- [Selected text]:
## Begin

Hardly a year later, as The Electric headed off to Dublin as contenders for Best Casual Dining award at the 2011 Restaurant Association of Ireland Awards, the naysayers had their answer. But, by then there were plenty of converts who had no need of national nominations to start hymning the praises of the city’s hottest new eating establishment.
There are any number of ways to approach The Electric’s philosophy for success. To begin with, it is a devilishly professional operation right down to the dedicated reservation line including a unique code for each booking. Yet professional does not come at the exclusion of personality – staff are efficient, informed yet very friendly, a pattern that begins at the bar downstairs.
Housed in a beautifully renovated Art Deco building, alongside a little park next to the river Lee, it would be hard to ask more of a location. The bar downstairs is very pleasantly outfitted if not entirely original but it has been thoughtfully laid out. The lunchtime operation, serving lovely homemade soups and fine doorstep sandwiches, flows ever so smoothly around the central bar.
But what truly marks out The Electric as one of those particularly special venues is the upstairs room – open, spacious, airy, windows rising from the wooden floor all the way up to the high ceiling, letting in light and the ennervating hustle and bustle of the city outside. It’s a lovely room to be in and sets the scene before a menu is even produced.

## End

- [Entries provided]:

## Begin

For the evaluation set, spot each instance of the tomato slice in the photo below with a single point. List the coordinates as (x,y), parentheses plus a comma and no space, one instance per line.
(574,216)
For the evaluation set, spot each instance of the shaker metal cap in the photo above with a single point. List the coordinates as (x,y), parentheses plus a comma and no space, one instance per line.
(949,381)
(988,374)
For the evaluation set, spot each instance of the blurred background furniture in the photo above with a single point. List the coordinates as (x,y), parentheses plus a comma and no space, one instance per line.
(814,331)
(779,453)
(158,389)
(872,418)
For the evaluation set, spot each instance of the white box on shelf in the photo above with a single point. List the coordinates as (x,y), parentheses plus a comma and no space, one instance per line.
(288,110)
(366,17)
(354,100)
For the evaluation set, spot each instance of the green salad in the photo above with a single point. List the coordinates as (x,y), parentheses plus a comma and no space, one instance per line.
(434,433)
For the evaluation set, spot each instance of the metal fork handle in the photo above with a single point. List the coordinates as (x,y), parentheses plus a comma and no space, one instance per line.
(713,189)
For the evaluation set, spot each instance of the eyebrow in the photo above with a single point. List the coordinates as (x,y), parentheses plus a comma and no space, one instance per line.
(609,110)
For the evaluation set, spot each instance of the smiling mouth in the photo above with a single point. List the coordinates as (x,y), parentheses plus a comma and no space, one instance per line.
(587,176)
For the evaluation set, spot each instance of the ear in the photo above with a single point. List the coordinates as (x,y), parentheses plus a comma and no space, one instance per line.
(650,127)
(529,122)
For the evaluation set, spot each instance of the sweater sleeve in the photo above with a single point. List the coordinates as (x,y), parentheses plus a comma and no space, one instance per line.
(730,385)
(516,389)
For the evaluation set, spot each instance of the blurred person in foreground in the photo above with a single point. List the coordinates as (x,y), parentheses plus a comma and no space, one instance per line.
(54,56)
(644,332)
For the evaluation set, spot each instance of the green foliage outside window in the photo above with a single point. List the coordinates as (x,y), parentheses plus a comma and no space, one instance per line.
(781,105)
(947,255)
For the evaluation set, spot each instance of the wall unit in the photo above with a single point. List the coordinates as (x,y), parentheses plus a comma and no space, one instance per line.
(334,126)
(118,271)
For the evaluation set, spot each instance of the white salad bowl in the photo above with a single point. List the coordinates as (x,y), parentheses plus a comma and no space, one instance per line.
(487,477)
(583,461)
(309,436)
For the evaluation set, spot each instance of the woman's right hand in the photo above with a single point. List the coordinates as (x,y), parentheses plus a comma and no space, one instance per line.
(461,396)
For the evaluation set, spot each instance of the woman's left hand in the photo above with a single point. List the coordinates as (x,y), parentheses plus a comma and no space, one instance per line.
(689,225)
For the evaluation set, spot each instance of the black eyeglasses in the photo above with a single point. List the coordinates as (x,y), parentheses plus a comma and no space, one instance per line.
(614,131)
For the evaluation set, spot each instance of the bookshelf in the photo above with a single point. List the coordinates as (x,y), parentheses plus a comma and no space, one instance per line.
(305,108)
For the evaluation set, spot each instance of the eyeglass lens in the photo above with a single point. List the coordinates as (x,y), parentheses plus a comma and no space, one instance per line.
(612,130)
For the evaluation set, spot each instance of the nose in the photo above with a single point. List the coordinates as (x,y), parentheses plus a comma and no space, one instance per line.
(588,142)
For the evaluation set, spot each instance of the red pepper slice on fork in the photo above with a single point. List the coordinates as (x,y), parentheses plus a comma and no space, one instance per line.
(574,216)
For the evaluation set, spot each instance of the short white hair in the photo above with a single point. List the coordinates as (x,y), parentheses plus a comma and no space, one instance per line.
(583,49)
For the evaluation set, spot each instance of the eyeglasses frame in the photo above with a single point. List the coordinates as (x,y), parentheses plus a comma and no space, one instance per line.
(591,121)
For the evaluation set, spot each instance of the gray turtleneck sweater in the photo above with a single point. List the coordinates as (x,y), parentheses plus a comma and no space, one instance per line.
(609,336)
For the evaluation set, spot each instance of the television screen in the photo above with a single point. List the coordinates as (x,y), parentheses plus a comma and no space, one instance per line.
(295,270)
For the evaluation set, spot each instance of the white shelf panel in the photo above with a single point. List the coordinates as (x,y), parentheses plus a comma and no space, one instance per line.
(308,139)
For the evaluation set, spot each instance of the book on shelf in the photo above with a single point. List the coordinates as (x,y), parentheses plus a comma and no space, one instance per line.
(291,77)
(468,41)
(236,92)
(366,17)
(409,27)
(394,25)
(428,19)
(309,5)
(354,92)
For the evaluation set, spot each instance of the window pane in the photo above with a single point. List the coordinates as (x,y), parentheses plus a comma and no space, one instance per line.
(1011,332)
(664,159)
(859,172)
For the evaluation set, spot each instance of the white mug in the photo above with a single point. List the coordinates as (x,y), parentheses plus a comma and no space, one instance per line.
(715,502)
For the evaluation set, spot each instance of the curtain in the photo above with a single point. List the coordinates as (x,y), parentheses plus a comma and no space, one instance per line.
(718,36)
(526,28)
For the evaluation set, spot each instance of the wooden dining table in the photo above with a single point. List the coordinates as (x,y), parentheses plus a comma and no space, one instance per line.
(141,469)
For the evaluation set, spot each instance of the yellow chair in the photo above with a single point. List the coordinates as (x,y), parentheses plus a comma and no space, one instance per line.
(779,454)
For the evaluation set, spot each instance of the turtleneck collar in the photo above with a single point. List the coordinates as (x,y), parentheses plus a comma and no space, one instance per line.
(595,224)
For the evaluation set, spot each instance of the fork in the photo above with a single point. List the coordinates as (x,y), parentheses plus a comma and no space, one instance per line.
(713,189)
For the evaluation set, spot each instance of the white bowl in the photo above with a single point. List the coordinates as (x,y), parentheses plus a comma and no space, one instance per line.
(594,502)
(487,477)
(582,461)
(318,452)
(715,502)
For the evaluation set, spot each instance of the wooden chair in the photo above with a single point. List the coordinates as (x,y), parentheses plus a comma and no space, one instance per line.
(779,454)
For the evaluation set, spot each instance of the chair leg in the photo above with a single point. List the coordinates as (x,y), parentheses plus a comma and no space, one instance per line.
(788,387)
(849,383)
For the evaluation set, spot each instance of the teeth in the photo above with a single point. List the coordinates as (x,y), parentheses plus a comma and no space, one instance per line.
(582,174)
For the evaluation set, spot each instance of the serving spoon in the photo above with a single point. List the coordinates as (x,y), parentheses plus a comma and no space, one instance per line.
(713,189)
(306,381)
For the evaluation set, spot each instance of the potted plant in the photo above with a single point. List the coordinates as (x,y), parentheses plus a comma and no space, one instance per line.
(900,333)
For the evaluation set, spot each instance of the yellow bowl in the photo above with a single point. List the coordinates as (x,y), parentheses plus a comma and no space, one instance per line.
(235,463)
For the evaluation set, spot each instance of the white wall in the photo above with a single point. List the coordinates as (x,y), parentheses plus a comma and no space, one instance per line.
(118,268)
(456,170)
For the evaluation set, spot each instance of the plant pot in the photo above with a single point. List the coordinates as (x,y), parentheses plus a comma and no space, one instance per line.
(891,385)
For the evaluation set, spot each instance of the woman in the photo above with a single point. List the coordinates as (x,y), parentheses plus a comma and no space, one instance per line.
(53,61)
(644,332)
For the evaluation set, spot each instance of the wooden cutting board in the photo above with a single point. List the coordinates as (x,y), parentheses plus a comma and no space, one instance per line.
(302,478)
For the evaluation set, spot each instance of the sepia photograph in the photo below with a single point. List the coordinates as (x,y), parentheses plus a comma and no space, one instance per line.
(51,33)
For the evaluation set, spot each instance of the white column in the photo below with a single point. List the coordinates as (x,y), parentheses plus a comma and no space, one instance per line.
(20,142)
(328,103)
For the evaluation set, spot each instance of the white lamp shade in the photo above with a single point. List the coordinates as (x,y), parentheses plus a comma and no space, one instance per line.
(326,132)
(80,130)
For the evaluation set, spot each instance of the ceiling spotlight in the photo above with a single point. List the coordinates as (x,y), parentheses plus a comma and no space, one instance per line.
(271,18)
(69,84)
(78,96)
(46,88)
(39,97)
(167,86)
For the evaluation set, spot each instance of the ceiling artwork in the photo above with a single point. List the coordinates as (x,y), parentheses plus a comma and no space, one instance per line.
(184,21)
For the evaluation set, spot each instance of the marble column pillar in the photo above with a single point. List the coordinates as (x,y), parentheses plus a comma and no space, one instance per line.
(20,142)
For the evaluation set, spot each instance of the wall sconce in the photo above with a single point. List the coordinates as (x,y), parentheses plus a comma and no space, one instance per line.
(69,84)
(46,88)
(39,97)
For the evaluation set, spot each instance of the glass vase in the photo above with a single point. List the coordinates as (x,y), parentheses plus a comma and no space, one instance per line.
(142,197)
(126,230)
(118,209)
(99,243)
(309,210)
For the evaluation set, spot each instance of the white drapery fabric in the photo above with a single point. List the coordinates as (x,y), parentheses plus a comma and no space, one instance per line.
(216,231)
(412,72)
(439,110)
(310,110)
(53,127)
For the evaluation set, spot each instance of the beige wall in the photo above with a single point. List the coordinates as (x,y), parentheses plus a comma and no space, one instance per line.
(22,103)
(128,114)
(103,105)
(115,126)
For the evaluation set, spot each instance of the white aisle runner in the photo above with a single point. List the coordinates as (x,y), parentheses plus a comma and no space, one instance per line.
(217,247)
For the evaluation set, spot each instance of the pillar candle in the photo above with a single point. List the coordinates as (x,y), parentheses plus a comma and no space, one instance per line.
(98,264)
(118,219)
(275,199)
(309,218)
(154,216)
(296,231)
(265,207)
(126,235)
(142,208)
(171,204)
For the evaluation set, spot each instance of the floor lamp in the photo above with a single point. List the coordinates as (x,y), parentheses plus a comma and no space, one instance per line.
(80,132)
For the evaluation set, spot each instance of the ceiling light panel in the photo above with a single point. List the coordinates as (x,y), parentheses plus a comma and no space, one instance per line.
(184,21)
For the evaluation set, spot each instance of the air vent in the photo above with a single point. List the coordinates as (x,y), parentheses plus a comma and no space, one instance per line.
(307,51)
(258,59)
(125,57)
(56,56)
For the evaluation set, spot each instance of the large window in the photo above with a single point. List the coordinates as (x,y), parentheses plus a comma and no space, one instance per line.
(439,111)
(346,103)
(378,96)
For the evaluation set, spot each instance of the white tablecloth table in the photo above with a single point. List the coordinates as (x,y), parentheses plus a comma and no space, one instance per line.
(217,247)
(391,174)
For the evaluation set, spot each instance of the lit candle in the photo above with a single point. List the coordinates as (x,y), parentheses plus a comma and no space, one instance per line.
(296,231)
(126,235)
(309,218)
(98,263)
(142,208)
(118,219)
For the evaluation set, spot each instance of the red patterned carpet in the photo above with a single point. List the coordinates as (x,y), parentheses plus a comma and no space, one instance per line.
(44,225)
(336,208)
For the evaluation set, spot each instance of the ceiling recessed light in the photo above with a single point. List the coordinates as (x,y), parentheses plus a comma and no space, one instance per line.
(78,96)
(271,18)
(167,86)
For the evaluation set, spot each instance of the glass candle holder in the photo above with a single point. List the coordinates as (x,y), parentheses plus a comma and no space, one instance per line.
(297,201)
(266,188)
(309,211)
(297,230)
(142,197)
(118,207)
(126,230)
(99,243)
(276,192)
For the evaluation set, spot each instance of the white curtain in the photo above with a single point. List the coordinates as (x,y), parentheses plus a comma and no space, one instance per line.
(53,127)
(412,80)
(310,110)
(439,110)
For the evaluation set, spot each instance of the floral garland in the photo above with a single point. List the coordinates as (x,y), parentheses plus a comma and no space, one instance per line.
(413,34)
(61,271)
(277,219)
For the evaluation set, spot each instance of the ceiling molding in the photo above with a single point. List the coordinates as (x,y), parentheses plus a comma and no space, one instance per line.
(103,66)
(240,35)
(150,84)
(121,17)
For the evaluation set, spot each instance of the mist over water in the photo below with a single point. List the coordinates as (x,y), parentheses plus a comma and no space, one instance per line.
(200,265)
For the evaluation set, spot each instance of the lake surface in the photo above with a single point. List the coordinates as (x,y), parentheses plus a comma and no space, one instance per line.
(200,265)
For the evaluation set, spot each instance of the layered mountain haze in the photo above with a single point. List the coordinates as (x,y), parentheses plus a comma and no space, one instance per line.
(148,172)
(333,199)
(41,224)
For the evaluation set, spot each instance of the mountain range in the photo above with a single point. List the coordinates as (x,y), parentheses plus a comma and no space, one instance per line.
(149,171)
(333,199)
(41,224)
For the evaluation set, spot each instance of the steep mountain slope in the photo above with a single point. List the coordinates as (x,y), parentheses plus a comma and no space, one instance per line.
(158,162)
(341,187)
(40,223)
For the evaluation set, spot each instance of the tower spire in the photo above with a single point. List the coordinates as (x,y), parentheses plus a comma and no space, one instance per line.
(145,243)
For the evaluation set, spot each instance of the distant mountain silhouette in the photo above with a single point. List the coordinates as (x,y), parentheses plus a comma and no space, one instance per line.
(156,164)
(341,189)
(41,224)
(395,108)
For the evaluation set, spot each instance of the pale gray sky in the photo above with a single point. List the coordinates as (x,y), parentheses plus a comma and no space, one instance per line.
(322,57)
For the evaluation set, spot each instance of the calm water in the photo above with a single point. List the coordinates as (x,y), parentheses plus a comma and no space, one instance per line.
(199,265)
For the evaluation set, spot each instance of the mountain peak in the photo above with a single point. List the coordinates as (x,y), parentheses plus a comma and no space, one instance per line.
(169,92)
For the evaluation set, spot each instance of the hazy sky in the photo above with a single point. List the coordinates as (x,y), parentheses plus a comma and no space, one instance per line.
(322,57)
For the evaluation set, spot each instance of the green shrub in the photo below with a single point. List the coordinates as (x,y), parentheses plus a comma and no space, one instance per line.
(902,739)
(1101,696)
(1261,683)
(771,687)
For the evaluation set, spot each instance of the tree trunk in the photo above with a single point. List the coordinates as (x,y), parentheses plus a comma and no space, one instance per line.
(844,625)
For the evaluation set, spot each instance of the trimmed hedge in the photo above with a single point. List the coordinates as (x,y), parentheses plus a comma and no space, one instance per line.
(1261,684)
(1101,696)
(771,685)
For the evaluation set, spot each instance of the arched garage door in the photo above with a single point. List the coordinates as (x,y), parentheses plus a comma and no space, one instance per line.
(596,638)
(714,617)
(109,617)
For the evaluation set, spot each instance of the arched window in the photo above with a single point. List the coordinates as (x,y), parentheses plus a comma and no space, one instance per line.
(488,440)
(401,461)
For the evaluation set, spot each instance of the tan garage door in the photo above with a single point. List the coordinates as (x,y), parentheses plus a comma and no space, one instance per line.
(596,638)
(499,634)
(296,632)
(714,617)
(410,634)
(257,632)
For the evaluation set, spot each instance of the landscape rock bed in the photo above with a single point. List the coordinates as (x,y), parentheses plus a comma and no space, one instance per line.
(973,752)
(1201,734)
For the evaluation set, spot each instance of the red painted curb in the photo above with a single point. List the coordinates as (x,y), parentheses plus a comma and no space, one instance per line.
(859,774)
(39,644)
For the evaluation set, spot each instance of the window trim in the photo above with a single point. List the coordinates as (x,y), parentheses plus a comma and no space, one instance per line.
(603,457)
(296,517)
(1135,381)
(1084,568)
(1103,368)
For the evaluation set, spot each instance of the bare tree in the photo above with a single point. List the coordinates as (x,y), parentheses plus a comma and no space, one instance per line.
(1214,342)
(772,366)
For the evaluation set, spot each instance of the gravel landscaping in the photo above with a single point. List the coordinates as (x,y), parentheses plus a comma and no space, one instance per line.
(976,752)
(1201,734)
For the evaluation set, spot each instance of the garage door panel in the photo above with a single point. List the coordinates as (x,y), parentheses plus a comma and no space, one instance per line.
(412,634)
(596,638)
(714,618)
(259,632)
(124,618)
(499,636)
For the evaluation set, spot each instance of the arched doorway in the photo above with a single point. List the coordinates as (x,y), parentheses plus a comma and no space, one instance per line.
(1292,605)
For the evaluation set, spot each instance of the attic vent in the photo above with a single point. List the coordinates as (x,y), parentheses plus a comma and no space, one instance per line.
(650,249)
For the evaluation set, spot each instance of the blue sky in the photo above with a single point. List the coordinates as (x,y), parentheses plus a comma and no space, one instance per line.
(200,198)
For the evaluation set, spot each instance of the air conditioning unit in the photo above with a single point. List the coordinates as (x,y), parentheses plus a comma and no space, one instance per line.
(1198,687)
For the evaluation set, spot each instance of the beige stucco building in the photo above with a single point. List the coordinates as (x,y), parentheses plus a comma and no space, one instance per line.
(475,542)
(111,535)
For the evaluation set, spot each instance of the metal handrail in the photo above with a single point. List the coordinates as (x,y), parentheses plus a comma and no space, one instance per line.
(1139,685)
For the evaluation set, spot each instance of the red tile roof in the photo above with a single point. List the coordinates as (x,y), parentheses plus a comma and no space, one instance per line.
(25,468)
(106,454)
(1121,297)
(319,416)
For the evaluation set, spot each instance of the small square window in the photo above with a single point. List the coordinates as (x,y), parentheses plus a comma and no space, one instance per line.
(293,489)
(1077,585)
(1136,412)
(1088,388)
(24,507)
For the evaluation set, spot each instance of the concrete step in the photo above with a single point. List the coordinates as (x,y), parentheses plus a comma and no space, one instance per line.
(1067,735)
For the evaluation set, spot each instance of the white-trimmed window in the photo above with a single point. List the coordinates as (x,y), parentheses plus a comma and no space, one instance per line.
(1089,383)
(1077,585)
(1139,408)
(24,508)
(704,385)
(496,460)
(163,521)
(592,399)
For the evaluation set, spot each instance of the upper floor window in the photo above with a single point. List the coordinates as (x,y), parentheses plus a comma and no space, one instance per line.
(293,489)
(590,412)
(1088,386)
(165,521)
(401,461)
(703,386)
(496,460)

## End

- [Aim]: According to the restaurant review, what sets The Electric apart as a particularly special venue, and why? Answer in one to three sentences.

- [Exercise answer]: The upstairs room sets The Electric apart. It is open, spacious, and airy, with windows rising from the wooden floor to the high ceiling that let in light and the hustle and bustle of the city outside. That makes it a lovely room to be in, one that sets the scene before a menu is even produced.